Tenho constatado uma certa incoerência, no que se refere ao uso do tempo neste de distanciamento social, por conta da pandemia. Por incrível que pareça, para muitos, o tempo é curto em se tratando de aproveitá-lo para muitas coisas, inclusive, claro, para a leitura. Porém essa realidade, com esse “novo normal”, está se reestruturando aos poucos. E aquele tempinho reservado para a leitura deve permanecer sempre.
Outra coisa que reforça esta relação entre tempo e leitura é que a oferta de livros parece ser proporcional ao surgimento dos fatos – e estes não param de acontecer. De outra forma, podemos até dizer que os livros, dividindo espaço com os textos jornalísticos e outros tantos gêneros, surgem em decorrência dos inúmeros acontecimentos sociais que, obviamente, lhes servem de inspiração para que estes fatos cheguem até nós, de forma diferente. Diferente, levando em consideração a televisão, os blogs, as redes sociais. E haja fôlego para ler tanta coisa, não é mesmo?

### MATERIAL FORNECIDO

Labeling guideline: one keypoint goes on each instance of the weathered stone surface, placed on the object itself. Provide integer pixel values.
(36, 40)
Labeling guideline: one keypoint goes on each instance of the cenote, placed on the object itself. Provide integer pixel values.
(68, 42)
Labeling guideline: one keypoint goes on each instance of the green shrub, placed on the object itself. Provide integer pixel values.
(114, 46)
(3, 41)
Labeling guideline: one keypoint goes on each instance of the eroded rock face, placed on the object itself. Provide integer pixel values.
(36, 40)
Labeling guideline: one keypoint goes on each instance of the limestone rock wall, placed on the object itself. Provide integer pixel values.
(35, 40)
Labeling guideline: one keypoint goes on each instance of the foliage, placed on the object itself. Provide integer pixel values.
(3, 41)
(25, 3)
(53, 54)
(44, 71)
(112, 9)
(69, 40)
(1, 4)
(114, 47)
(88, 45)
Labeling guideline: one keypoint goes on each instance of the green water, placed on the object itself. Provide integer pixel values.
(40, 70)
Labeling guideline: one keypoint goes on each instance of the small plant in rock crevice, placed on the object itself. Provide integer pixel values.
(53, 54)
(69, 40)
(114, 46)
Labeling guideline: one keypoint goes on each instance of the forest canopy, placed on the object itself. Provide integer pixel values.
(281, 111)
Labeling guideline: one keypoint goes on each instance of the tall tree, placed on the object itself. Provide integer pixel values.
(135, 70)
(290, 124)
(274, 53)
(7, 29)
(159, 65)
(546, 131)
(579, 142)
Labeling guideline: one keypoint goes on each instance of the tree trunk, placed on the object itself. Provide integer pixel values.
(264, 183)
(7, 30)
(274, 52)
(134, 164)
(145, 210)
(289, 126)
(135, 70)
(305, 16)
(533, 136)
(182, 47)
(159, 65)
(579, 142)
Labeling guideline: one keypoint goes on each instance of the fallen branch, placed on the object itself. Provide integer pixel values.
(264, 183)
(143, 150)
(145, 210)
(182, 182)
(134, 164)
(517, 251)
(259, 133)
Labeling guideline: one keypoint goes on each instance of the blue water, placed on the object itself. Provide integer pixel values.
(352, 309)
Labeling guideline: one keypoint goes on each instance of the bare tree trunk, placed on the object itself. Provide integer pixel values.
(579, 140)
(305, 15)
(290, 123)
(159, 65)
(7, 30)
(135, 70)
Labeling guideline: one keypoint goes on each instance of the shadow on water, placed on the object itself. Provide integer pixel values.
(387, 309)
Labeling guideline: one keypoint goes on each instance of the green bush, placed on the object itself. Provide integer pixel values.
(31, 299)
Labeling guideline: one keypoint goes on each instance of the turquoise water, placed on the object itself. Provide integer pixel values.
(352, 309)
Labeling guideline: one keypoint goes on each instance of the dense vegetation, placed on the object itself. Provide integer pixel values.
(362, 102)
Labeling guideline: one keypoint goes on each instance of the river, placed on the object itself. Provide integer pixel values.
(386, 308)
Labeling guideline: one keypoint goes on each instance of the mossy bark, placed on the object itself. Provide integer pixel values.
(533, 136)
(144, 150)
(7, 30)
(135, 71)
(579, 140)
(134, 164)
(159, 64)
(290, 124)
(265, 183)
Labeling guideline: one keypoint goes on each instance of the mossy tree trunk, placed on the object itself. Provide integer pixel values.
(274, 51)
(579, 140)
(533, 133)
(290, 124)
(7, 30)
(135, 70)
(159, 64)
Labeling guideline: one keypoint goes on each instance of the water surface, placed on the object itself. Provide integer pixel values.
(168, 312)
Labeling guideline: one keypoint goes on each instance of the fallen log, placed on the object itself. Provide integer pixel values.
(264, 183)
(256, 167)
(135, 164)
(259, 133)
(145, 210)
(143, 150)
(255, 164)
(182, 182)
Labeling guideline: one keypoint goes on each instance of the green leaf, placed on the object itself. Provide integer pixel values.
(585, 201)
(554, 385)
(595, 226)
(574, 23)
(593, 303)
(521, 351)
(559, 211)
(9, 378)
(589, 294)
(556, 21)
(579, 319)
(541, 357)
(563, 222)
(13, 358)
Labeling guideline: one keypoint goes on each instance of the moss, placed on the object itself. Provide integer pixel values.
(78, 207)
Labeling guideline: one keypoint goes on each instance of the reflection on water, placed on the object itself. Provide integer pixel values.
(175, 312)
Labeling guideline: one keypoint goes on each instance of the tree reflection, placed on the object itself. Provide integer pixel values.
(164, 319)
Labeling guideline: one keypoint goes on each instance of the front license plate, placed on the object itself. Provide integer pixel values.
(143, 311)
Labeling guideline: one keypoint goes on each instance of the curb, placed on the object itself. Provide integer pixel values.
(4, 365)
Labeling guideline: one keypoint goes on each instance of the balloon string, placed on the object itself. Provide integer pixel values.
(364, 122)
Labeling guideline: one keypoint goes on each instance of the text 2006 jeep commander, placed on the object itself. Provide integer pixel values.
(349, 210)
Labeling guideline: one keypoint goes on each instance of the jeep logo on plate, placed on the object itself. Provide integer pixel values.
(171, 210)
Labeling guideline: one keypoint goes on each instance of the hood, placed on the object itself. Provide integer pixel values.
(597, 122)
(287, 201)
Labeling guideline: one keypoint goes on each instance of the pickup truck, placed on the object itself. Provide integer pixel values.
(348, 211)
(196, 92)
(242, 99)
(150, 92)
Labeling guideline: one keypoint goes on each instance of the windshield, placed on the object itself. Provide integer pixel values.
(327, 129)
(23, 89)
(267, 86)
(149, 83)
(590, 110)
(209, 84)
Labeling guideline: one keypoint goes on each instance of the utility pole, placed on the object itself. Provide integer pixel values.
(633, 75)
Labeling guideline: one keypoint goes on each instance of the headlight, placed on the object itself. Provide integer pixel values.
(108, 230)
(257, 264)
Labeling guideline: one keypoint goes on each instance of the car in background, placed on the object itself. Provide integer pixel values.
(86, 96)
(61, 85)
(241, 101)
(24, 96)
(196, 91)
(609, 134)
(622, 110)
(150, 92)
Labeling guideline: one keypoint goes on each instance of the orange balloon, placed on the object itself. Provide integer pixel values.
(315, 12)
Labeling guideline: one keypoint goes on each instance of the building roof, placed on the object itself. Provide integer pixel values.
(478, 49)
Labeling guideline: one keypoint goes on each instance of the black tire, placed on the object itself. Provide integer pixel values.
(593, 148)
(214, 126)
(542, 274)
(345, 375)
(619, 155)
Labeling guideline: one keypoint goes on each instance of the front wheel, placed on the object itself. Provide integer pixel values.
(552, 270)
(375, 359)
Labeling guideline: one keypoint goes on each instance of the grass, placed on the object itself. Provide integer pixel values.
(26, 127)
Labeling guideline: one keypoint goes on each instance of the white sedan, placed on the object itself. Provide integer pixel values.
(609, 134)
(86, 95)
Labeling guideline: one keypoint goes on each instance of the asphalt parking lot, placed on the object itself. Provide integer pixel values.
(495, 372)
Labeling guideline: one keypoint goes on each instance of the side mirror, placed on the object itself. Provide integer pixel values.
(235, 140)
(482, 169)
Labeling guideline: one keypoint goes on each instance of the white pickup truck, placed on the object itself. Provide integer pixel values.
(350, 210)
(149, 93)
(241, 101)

### INSTRUÇÕES DE TRABALHO
Transcreva sem alterações a parte do texto sobre tempo e leitura que vai de "Tenho constatado uma" a "deve permanecer sempre.".

### A RESPOSTA
Tenho constatado uma certa incoerência, no que se refere ao uso do tempo neste de distanciamento social, por conta da pandemia. Por incrível que pareça, para muitos, o tempo é curto em se tratando de aproveitá-lo para muitas coisas, inclusive, claro, para a leitura. Porém essa realidade, com esse “novo normal”, está se reestruturando aos poucos. E aquele tempinho reservado para a leitura deve permanecer sempre.